> **Required action**:
The lines to reproduce from the material below are those from the one containing "Object class to annotate: sneaker" through the one containing "Object class to annotate: wavy hair", both included; write them out exactly and add nothing.

***

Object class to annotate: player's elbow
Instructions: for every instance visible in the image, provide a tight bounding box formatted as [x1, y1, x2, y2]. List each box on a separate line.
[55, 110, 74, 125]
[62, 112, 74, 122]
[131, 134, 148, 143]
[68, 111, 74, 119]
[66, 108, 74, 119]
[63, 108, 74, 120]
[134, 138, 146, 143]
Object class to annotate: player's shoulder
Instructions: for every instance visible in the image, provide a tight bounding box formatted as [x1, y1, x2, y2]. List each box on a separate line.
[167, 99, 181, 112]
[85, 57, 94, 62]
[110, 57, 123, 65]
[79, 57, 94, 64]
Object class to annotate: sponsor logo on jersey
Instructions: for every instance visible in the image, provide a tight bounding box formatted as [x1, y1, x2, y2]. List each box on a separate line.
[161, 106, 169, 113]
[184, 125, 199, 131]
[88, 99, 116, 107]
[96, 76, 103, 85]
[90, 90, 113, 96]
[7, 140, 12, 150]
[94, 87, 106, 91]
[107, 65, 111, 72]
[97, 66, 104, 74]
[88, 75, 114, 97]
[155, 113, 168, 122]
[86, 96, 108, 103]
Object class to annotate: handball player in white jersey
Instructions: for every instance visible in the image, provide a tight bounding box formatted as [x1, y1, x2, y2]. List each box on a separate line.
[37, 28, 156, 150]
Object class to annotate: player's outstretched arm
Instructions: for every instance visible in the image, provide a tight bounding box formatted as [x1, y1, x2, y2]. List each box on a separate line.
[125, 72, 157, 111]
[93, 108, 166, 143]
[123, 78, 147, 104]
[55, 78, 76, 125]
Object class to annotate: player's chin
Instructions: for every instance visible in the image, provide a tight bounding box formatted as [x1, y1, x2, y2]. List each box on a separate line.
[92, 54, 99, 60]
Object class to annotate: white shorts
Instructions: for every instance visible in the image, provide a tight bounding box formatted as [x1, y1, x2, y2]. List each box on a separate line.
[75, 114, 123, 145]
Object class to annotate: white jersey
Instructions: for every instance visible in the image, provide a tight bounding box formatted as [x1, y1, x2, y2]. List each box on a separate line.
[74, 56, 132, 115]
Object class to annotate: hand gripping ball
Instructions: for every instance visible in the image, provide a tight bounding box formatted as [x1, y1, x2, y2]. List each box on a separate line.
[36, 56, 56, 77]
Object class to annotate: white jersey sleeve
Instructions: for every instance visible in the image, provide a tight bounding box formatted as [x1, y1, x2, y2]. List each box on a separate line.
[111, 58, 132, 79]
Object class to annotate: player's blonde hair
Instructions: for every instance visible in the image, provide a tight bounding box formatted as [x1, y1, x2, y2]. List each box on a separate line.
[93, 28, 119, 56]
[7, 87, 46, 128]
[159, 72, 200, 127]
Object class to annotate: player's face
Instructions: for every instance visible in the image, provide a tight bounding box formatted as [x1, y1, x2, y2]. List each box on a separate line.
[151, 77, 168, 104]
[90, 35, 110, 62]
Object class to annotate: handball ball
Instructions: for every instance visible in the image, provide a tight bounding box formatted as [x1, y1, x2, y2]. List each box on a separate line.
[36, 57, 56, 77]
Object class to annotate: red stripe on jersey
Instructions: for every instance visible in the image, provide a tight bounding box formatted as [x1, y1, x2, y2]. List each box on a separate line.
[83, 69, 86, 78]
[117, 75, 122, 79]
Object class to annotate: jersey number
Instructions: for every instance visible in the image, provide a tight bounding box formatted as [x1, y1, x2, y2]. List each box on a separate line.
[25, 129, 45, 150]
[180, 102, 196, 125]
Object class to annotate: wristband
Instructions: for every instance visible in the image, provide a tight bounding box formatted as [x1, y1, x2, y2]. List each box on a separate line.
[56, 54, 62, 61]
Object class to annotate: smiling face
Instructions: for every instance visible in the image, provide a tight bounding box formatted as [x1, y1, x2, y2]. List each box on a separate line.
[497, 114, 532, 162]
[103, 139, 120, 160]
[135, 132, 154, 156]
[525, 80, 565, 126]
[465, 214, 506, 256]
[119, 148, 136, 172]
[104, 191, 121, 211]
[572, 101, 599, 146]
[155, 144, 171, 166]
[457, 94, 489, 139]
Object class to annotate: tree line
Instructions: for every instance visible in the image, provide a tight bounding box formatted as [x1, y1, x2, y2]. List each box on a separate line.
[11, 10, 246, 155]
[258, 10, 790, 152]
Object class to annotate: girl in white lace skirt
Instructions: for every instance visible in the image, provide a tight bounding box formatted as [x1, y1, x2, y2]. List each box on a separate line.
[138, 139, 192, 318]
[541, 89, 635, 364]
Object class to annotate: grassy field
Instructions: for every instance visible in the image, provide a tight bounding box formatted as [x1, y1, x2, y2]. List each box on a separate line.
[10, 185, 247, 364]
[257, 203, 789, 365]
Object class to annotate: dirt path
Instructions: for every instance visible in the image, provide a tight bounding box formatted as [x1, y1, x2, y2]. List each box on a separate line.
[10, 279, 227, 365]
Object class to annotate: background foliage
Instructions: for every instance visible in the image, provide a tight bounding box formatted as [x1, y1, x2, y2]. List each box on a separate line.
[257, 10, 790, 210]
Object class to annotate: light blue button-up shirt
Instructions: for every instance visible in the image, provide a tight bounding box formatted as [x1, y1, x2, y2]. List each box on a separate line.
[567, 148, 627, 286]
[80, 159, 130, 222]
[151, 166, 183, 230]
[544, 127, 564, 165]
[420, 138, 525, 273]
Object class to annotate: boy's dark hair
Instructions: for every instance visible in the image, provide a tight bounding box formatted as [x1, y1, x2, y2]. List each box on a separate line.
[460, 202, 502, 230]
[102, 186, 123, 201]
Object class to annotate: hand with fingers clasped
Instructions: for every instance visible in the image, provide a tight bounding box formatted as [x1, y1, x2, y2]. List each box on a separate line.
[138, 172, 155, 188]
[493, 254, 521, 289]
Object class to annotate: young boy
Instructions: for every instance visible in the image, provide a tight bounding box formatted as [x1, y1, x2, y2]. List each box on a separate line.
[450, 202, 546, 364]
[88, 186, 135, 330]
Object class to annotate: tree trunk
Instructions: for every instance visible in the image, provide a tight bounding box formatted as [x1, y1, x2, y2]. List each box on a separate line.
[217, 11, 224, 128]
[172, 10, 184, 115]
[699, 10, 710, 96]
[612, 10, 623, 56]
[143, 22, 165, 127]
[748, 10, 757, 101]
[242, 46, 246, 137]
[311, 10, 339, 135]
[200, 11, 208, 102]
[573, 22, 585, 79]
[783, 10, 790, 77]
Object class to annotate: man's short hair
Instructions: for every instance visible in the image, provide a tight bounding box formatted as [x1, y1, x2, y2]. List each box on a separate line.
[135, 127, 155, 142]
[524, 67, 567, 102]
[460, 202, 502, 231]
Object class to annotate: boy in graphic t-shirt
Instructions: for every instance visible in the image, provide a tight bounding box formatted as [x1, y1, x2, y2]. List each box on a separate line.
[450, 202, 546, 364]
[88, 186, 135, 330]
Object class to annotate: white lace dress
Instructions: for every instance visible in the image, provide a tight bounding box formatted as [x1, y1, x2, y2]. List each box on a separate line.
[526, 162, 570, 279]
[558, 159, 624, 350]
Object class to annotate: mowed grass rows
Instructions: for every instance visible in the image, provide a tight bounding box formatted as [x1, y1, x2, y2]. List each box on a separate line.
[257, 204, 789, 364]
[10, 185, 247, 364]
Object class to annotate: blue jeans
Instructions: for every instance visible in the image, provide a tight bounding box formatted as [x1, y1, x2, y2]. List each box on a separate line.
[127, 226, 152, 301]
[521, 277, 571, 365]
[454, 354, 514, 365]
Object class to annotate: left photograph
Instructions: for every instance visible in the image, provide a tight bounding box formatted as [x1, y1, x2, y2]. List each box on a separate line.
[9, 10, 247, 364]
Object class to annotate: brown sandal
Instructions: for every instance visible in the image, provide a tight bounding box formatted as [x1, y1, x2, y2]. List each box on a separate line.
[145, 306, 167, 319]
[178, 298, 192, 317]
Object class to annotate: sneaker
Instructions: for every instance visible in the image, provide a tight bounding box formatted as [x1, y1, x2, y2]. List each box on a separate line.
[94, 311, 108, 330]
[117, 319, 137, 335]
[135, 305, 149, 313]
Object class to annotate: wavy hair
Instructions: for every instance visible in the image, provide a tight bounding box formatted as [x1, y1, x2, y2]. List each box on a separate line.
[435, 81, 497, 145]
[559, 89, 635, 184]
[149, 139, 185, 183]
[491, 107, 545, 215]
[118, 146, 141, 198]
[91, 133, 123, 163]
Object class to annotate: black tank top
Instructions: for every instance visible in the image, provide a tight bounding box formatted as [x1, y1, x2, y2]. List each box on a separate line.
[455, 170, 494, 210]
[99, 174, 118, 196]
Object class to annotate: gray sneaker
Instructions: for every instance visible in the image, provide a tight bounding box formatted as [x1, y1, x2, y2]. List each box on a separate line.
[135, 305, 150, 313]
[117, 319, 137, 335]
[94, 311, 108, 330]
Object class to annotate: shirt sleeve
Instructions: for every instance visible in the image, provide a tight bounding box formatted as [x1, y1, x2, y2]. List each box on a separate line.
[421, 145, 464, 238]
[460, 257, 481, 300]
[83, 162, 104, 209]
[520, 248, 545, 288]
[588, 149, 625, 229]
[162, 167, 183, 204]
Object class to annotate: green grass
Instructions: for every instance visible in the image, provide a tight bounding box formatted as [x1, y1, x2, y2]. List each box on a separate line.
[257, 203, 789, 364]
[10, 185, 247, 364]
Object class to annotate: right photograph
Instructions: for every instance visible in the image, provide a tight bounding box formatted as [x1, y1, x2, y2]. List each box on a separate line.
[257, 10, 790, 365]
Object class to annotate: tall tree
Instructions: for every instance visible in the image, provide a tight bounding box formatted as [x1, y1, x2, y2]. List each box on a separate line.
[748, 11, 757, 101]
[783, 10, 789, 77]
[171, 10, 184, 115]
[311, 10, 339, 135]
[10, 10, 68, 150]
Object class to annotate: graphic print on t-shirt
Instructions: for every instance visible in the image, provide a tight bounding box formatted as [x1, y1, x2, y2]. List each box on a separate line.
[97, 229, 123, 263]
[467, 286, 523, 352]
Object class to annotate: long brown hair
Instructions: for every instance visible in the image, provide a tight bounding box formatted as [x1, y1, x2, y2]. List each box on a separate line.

***

> **Exercise solution**:
Object class to annotate: sneaker
Instructions: for every instance visible in the image, provide a tight bounding box formatted as [x1, y1, x2, y2]. List each box on a separate line.
[94, 311, 108, 330]
[117, 319, 137, 335]
[135, 305, 149, 313]
Object class to annotate: wavy hair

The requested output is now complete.